_WHAT TO WORK ON_: Among the lines below, take the one holding "For every instance of the black", the one holding "For every instance of the camouflage", and all lines between them. Set them down exactly.

_DATA RECORDS_:

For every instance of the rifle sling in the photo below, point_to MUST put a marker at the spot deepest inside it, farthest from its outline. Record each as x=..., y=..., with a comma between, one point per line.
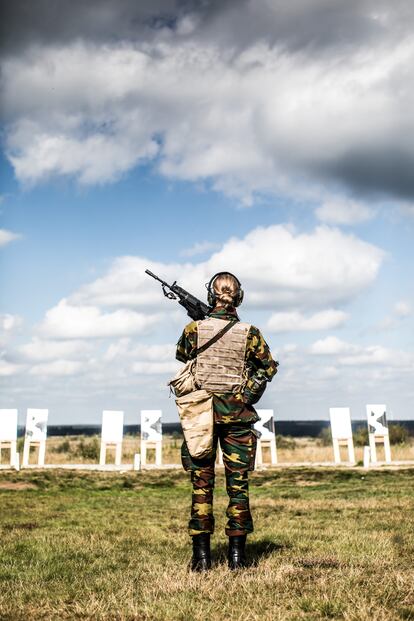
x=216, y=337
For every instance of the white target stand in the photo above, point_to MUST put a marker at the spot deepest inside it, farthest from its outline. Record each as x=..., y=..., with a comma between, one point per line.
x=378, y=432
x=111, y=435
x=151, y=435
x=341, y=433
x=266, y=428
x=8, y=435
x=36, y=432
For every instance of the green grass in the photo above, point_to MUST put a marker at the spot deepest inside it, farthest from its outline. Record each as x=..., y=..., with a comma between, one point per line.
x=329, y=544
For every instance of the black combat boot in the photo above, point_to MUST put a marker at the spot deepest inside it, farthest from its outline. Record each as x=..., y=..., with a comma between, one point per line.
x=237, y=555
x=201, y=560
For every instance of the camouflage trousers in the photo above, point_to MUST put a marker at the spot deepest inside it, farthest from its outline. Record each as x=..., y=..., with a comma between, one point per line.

--

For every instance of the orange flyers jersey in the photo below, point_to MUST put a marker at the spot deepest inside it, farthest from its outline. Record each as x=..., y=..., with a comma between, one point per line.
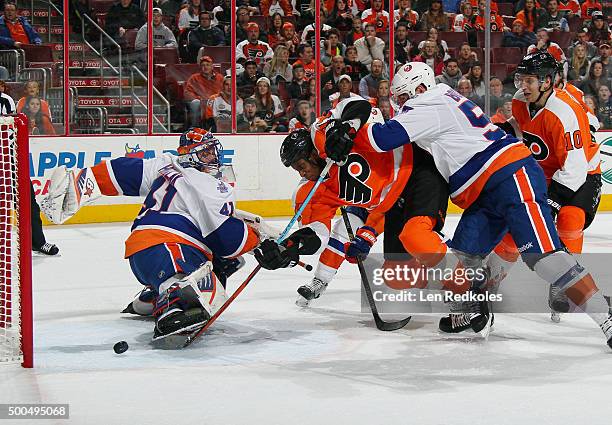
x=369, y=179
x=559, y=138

_ANSWER FOR THIS EXERCISE_:
For every instance of the black combat boot in the photo above, point_to MUST put a marker at the spot deepest inside it, farthest from its outline. Record each as x=..., y=..., with a comma between, one point per line.
x=237, y=555
x=201, y=560
For every instance of the camouflage trousers in the photo above, point_to MUST put a marker at the spot deepest inside it, farthest from its outline. Record each as x=..., y=..., with a comma between, one point per line.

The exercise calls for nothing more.